** Begin Supplied passage **

Ask HN: Best books on AI - forgotmysn
It feels like the whole world wants to make sure the whole world knows how they feel about AI&#x2F;AGI. I&#x27;m curious what the best books are to get a better understanding of AI than I can from just reading Medium and Techcrunch posts?
======
kbeguir
If you want to have a clear grasp of the AI/AGI challenge, "SuperIntelligence"
by Oxford philosopher/mathematician Nick Bostrom is a must.
[https://www.amazon.co.uk/d/Books/Superintelligence-
Dangers-S...](https://www.amazon.co.uk/d/Books/Superintelligence-Dangers-
Strategies-Nick-Bostrom/0199678111)

Now if you have a bit of a math/engineering background and want to understand
how modern AI really works, the two best books/shortcuts to go from beginner
to expert are: \- Ian Goodfellow's "Deep Learning"
[http://www.deeplearningbook.org/](http://www.deeplearningbook.org/) \-
Richard Sutton's "Reinforcement Learning: An Introduction"
[http://incompleteideas.net/sutton/book/](http://incompleteideas.net/sutton/book/)

------
jroth
I found the first chapter of Deep Learning by Ian Goodfellow et. al. to do a
good job going over the basic structure of AI as well as some useful history.

** End Supplied passage **
** Begin Listing **

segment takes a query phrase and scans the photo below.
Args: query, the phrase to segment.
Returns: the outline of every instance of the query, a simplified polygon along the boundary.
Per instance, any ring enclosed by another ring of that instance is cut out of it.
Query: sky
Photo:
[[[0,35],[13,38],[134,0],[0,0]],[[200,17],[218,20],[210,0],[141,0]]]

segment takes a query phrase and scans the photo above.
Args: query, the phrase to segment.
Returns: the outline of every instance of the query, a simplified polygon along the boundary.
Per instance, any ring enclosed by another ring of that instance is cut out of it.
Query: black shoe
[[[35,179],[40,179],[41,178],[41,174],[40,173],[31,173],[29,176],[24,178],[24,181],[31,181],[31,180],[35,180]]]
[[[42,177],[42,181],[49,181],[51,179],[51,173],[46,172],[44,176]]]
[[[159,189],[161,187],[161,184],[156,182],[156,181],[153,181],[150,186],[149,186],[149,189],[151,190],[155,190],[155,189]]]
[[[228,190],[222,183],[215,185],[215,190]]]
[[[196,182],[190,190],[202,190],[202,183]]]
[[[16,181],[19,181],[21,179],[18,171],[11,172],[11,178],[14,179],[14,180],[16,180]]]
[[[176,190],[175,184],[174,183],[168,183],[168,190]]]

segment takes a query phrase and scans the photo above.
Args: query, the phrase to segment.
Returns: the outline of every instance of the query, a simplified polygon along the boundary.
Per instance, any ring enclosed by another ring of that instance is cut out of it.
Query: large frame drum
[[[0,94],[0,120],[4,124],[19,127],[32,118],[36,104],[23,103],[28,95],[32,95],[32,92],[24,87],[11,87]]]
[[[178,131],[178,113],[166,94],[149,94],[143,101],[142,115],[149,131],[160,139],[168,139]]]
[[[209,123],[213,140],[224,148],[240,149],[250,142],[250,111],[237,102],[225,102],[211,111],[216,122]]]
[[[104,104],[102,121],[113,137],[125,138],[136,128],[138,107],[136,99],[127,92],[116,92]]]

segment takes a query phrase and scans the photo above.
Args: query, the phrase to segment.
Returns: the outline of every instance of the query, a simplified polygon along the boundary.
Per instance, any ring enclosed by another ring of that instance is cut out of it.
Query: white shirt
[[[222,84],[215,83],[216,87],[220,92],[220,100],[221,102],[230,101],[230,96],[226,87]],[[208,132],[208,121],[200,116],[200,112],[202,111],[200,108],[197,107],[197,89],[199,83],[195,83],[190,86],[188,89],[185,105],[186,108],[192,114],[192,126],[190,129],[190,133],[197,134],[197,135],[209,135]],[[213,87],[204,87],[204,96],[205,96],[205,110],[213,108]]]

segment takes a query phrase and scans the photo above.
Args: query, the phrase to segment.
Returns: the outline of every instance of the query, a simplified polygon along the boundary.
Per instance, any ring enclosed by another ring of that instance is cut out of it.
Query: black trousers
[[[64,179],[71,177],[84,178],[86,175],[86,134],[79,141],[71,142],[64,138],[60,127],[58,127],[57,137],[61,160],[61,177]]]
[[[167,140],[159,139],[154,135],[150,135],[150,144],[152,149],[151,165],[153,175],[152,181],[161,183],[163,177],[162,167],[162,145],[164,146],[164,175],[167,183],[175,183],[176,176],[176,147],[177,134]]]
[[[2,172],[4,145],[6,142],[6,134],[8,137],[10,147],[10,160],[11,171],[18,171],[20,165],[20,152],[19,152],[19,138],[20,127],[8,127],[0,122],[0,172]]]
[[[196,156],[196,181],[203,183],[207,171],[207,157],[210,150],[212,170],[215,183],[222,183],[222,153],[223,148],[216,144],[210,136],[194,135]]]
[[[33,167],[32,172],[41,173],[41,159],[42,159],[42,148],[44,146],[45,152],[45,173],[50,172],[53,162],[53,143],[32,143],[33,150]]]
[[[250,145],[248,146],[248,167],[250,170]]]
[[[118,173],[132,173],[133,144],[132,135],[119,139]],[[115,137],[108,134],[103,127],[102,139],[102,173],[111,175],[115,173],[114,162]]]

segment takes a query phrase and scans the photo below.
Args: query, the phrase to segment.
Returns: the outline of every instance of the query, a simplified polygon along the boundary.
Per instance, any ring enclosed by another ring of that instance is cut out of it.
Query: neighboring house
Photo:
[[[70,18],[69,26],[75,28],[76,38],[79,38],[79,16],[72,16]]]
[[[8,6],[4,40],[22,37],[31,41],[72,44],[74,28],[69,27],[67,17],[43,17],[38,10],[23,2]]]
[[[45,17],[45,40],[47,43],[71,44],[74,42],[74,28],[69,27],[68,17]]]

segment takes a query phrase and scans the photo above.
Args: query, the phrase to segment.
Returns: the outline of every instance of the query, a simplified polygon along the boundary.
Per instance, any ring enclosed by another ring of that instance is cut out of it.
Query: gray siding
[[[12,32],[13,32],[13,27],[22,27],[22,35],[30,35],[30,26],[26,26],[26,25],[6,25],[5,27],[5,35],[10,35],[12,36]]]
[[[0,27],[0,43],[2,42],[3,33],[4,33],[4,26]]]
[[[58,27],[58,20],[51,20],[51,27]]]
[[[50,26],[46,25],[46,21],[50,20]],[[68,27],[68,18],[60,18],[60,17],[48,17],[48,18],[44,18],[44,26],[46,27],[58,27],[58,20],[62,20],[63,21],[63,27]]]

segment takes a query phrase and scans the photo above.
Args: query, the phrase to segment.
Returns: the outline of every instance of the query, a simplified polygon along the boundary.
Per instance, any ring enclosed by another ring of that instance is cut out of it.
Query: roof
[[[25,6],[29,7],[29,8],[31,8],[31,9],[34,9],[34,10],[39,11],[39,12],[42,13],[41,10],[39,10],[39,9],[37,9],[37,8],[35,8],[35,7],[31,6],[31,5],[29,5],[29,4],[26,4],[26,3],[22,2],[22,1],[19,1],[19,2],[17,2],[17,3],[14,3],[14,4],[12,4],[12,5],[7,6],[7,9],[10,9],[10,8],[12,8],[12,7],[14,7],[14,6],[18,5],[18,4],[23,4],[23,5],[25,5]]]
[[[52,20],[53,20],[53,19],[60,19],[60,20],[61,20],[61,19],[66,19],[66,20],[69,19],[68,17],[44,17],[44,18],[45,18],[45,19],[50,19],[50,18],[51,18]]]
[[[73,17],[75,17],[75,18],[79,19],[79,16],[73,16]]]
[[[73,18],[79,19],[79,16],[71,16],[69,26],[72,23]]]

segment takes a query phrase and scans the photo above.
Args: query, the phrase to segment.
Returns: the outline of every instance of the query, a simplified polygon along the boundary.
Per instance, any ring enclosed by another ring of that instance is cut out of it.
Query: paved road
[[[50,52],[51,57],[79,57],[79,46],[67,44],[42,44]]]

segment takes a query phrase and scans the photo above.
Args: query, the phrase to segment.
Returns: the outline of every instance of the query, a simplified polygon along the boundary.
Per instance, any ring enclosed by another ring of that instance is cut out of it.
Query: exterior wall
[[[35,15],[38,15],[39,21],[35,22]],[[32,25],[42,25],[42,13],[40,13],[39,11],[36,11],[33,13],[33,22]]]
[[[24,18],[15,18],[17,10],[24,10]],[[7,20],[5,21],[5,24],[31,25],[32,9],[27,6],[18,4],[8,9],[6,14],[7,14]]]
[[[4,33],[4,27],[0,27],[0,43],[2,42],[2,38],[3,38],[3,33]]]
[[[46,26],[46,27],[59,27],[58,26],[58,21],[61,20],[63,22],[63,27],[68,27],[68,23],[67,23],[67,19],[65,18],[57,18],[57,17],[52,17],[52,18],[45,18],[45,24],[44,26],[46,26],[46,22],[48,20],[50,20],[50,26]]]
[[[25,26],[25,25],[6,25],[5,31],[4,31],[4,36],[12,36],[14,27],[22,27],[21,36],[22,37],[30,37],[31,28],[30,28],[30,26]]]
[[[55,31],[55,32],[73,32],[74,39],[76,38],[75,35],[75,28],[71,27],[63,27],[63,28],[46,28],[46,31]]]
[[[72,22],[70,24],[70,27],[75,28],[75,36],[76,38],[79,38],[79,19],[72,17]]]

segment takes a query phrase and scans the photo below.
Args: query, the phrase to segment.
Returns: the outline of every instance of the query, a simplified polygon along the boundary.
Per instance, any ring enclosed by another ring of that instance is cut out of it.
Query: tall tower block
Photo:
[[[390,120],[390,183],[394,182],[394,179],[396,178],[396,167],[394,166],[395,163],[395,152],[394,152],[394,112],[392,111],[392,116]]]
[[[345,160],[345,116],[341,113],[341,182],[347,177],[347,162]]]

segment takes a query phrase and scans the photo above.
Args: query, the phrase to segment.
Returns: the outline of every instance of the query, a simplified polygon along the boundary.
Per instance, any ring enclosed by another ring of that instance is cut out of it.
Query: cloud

** End Listing **

Please reproduce the stretch of the AI books thread from "by Oxford philosopher/mathematician" through "Strategies-Nick-Bostrom/0199678111)", word for word.

(Response)
by Oxford philosopher/mathematician Nick Bostrom is a must.
[https://www.amazon.co.uk/d/Books/Superintelligence-
Dangers-S...](https://www.amazon.co.uk/d/Books/Superintelligence-Dangers-
Strategies-Nick-Bostrom/0199678111)